- _WHAT TO DO_
Express the entries from the line containing "post in the photo above." through the last line of the entries as a JSON list of strings, one string per line, with blank lines left out.

-------------------------

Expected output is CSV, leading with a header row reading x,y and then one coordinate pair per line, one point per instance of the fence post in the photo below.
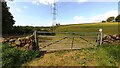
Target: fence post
x,y
36,40
72,40
100,37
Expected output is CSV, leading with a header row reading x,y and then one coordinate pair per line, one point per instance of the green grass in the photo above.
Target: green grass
x,y
108,28
13,58
96,56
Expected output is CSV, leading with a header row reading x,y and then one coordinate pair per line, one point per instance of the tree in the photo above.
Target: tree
x,y
111,19
7,19
117,19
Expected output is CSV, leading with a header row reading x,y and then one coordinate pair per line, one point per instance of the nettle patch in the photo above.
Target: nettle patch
x,y
20,42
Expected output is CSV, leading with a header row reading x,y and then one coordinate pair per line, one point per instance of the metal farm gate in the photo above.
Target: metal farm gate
x,y
49,41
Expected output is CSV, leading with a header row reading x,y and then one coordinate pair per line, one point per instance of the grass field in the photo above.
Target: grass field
x,y
108,28
100,56
105,55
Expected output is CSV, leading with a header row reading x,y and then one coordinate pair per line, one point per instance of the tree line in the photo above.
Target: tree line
x,y
113,19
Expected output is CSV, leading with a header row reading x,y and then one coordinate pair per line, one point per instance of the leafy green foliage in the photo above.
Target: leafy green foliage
x,y
117,19
13,57
110,19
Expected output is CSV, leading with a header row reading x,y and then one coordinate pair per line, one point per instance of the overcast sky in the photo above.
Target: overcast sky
x,y
39,13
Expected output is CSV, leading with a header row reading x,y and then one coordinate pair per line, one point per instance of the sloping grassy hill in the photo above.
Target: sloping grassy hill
x,y
108,28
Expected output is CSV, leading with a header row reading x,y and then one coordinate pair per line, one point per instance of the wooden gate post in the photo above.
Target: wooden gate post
x,y
35,47
72,40
100,37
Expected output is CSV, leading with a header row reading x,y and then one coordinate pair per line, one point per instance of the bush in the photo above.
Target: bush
x,y
12,57
108,55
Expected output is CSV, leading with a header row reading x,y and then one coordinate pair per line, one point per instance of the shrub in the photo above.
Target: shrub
x,y
12,57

-------------------------

- _EXPECTED ANSWER_
[
  "Expected output is CSV, leading with a header row reading x,y and then one coordinate pair per line, one point per instance of the wooden gate post in the photo above.",
  "Target: wooden gate post",
  "x,y",
  "35,47",
  "72,40",
  "100,37",
  "Expected output is CSV, leading with a header row reading x,y and then one coordinate pair per line, one point per instance of the bush in the photo above.",
  "Target: bush",
  "x,y",
  "12,57",
  "108,55",
  "Expected output is CSV, leading with a header row reading x,y and then one coordinate pair per line, one point per instance of the shrub in the photo above.",
  "Target: shrub",
  "x,y",
  "12,57"
]